● EXTRACT TO READ
## BEGIN
# What's my type? (Caught between INFP & INTP)



## Azbe (Mar 2, 2012)

*Long post ahead *sigh**
_1) What aspect of your personality made you unsure of your type?_
So, for most tests, I score as INFP, sometimes INTP. I read both Fi and Ti descriptions (even the most in-depth ones I've found), but I think I'm still not convinced. Eg. Now I feel confortable on INFP forum, then suddenly, I'm getting the idea I may not fit in. The same with INTP.
The big problem is, I'm not as carring and artistic as INFPs, but I'm scared of being unable to think rationally and fit in with INTPs.
_2) What do you yearn for in life? Why?_
I want to learn as much as I can. I want to understand the world, all the ideas that pass my head (...), and, along understanding what "moves" this universe, I really want to understand myself at once (although I think it's impossible).
_3) Think about a time where you felt like you were at your finest. Tell us what made you feel that way._
In 8th grade (at least that's how it works in my country), I got the best grades at my exams in my class and school. I felt so good, not necessarily because I was better than the others, but because everyone in my family was rewarding me and I felt like I had no duty anymore (I studied hard in 8th grade for that exam). I felt free again (yeah, talking of nerds...)
_4) What makes you feel inferior?_
The fact that :
a)Sometimes I consider myself so smart and analytical, and in the face of a logic problem, one of my friends finds the answer faster, in a more simple fashion. Deep inside I feel like I'm the biggest idiot, but on the outside, I congratulate him.
b)Sometimes I consider myself an soul-person, a nice guy, but then, I get so deep, I feel very sad (I even considered suicide once), and feel like I'm not fitting. I feel like I'm worthless, and then, I see a friend being so generous and nice, devoting himself to art and being so compassionate - unlike I will ever be - and I feel even more worthless - I feel like I'm not good at anything
_5) What tends to weigh on your decisions? (Do you think about people, pro-cons, how you feel about it, etc.)_
I usually like pro-cons, but, if I want something, if I feel it's right, I'll probably ignore them. Also, if I get too stubborn in an argument, and I spot inconsistencies in myself, I withdraw ("Yeah, yeah, you're right. I was mistaken, sorry, you're right"), but it usually takes awhile if that's the case..
_6) When working on a project what is normally your emphasis? Do you like to have control of the outcome?_
I don't think I understand the second question of this phrase, but, I think the answer would be no. Group project - stay in the background and help where I can. Solitary project - the outcome is usually anything that doesn't stand in the crowd - I like great ideas, but I'm afraid of showing to others ideas that are too abstract, so they don't get confused and move me aside
_7) Describe us a time where you had a lot of fun. How is your memory of it? _
Well, it's not a big deal, but...I think it would be one of my new year's eve, from when I was younger. I spent it with a close friend, and a even closer friend (one I know since we were babies), playing Xbox all night and eating whatever we would want. It was my special kind of fun others would find geeky. (it was 9th grade - I have a pretty sad life, I know).
## END
● COMPLETE THE FOLLOWING
1) Reproduce everything in the forum post from "# What's my" down to "think it's impossible).".
2) According to the forum post, which personality type does the writer score as on most tests?

[Entries from a pointing dataset]
## BEGIN
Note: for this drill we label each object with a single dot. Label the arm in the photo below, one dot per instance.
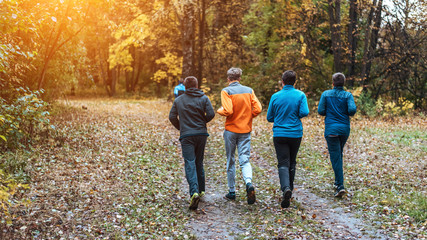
(351, 105)
(321, 109)
(227, 105)
(270, 111)
(173, 116)
(303, 108)
(210, 113)
(256, 105)
(175, 92)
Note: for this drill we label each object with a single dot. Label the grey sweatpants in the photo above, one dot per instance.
(243, 143)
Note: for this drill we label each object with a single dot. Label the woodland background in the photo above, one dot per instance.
(53, 51)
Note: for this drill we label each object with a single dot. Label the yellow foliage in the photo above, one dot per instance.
(401, 108)
(171, 68)
(356, 92)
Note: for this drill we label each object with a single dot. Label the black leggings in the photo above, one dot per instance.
(286, 151)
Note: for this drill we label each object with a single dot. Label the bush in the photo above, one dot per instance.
(23, 118)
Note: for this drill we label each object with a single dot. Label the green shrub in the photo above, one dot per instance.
(23, 119)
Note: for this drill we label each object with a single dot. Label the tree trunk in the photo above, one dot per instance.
(187, 40)
(352, 41)
(201, 40)
(334, 11)
(138, 71)
(366, 45)
(373, 42)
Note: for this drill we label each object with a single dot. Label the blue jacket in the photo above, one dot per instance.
(178, 90)
(286, 108)
(337, 105)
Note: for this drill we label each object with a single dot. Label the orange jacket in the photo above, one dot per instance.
(240, 106)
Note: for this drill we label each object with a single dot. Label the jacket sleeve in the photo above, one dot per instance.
(351, 105)
(227, 105)
(256, 105)
(210, 113)
(270, 111)
(303, 108)
(321, 109)
(173, 116)
(175, 92)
## END
● TASK-BY-TASK OUTPUTS
1)
# What's my type? (Caught between INFP & INTP)



## Azbe (Mar 2, 2012)

*Long post ahead *sigh**
_1) What aspect of your personality made you unsure of your type?_
So, for most tests, I score as INFP, sometimes INTP. I read both Fi and Ti descriptions (even the most in-depth ones I've found), but I think I'm still not convinced. Eg. Now I feel confortable on INFP forum, then suddenly, I'm getting the idea I may not fit in. The same with INTP.
The big problem is, I'm not as carring and artistic as INFPs, but I'm scared of being unable to think rationally and fit in with INTPs.
_2) What do you yearn for in life? Why?_
I want to learn as much as I can. I want to understand the world, all the ideas that pass my head (...), and, along understanding what "moves" this universe, I really want to understand myself at once (although I think it's impossible).

2) INFP, and sometimes INTP.